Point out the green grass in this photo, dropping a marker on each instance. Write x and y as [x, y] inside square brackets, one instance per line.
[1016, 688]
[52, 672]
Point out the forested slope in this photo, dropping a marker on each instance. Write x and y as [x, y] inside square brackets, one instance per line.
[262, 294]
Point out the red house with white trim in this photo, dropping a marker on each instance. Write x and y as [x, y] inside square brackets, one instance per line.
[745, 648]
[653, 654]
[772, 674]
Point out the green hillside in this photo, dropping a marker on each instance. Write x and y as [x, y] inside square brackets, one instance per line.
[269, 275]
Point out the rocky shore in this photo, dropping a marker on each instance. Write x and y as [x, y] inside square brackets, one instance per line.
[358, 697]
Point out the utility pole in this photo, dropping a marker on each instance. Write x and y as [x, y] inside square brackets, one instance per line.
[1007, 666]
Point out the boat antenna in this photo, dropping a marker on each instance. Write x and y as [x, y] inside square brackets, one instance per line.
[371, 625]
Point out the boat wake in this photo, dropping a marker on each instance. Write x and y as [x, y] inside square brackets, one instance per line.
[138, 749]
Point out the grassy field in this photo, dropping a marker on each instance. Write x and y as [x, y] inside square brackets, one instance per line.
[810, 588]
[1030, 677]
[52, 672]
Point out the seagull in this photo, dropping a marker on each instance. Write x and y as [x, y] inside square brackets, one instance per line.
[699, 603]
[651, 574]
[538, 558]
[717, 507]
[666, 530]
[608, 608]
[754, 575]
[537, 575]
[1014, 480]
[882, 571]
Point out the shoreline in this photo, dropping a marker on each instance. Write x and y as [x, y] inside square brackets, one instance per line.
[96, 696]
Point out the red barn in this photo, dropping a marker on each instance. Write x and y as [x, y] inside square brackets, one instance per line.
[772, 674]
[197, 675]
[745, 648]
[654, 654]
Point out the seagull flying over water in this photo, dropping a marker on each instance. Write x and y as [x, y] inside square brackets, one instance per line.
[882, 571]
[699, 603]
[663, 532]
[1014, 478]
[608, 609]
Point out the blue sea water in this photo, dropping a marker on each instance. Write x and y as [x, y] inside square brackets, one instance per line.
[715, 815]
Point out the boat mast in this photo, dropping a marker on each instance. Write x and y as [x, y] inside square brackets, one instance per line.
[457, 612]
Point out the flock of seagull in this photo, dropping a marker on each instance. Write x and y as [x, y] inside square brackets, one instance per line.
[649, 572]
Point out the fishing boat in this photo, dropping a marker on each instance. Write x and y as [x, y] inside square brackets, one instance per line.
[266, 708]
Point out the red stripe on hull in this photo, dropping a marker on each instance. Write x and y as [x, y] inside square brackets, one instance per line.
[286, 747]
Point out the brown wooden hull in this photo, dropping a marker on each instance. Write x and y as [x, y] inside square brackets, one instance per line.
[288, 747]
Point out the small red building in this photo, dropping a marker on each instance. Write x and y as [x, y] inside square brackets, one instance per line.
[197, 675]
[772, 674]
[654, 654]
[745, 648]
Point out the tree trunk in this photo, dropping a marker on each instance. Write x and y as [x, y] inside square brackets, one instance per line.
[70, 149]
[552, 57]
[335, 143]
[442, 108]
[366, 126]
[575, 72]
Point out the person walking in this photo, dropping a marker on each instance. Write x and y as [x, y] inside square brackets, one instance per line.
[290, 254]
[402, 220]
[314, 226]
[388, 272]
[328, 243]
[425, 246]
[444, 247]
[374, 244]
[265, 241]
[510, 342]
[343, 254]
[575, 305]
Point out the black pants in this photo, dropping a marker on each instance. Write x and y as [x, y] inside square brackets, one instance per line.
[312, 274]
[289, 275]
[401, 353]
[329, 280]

========================================

About this exercise:
Send back all the records above word for word.

Written answer:
Point out the green grass in this photo, dropping a marker on each instance. Write x and y as [x, y] inside square brackets, one instance per line.
[1016, 688]
[52, 672]
Point out the forested slope in this photo, dropping a marker on each instance. Write x and y as [x, y] inside square brackets, one instance per line.
[262, 294]
Point out the red house with white trim in this photo, dropping a marker on each instance. Write x and y as [x, y] inside square brackets, one instance per line.
[745, 648]
[653, 654]
[772, 674]
Point out the green hillside in this photo, dropping a marker on each instance. Write x and y as [x, y] inside square brackets, one instance per line.
[269, 275]
Point out the rocky shore in this photo, dropping a marker on each instance. Write x and y as [x, y] inside square brackets, one instance per line.
[358, 697]
Point out the utility pole in this photo, dropping a marker on each instance. Write x and y as [x, y] inside square brackets, one instance per line.
[1007, 666]
Point out the boat antenna in this photo, dropping a marker on each instance. Write x and y as [x, y] inside square brackets, one instance per line.
[371, 625]
Point out the boat wake in this photo, dropping a marker on each instance. Write x and y as [x, y] inside square brackets, one instance per line.
[138, 749]
Point out the grassy field in this photo, dropping a marker on each instance. Write x and y as [x, y] inside square brackets, one instance per line.
[810, 588]
[1030, 677]
[52, 672]
Point out the seagull in this photo, dropping a marker on each instance. Write x and y as [x, y] inside square brackets, one instance per line.
[699, 603]
[651, 574]
[538, 558]
[717, 507]
[666, 530]
[608, 608]
[754, 575]
[537, 575]
[1014, 480]
[882, 571]
Point out the shoreline in this photo, dropping a marker on each instance. Write x and y as [x, y] inside square brackets, one instance per line.
[96, 696]
Point out the red barn in this photo, dropping a marker on each instance. Write x and y as [x, y] inside square brackets, one instance per line.
[772, 674]
[197, 675]
[745, 648]
[654, 654]
Point out the seagull flying over water in this photo, dropping a marker on each instance. Write x and y as [x, y] inside square brackets, one instance per line.
[882, 571]
[699, 603]
[663, 532]
[1014, 478]
[608, 609]
Point out the blue sea water in this photo, dropping a marker on each instance. Write x and y as [x, y] inside square brackets, one instance per line.
[715, 815]
Point out the boat mast in this photo, dropping a marker on each instance. Write x and y as [x, y] inside square brackets, one instance per line.
[457, 612]
Point out the flock of seagull in this photo, dropping a marker on each instance. Write x and y as [x, y] inside square brackets, one instance per line.
[649, 572]
Point out the fishing boat in this photo, dropping a marker on each instance. Write x and y as [x, y] inside square brackets, one instance per line.
[266, 708]
Point out the red stripe on hull in this photo, dropping a marker on each instance. Write x and y as [x, y] inside square brackets, one instance per line.
[286, 747]
Point out the brown wooden hull in this photo, dropping a marker on each instance. Write x and y as [x, y] inside square brackets, one instance per line.
[288, 747]
Point out the small red building in this photo, dropping a marker on each instance. Write x and y as [x, y] inside square brackets, one instance per line.
[197, 675]
[772, 674]
[654, 654]
[745, 648]
Point out the tree trunk in this photo, dropping a marker on each instance. Write x and y as [x, y] inside square brackets, one instance per line.
[70, 149]
[552, 57]
[335, 143]
[442, 108]
[366, 126]
[575, 72]
Point out the person walking in this photo, dropping a marker on each instance. Write x and y as [x, y] inside square brackets, one instance per line.
[290, 254]
[402, 220]
[314, 226]
[388, 272]
[328, 243]
[425, 246]
[444, 247]
[374, 244]
[265, 241]
[510, 342]
[343, 254]
[575, 305]
Point out the black pants in this photo, dropping a marker on each instance. Write x and y as [x, y] inside square brackets, one instance per line.
[312, 274]
[289, 275]
[401, 353]
[329, 280]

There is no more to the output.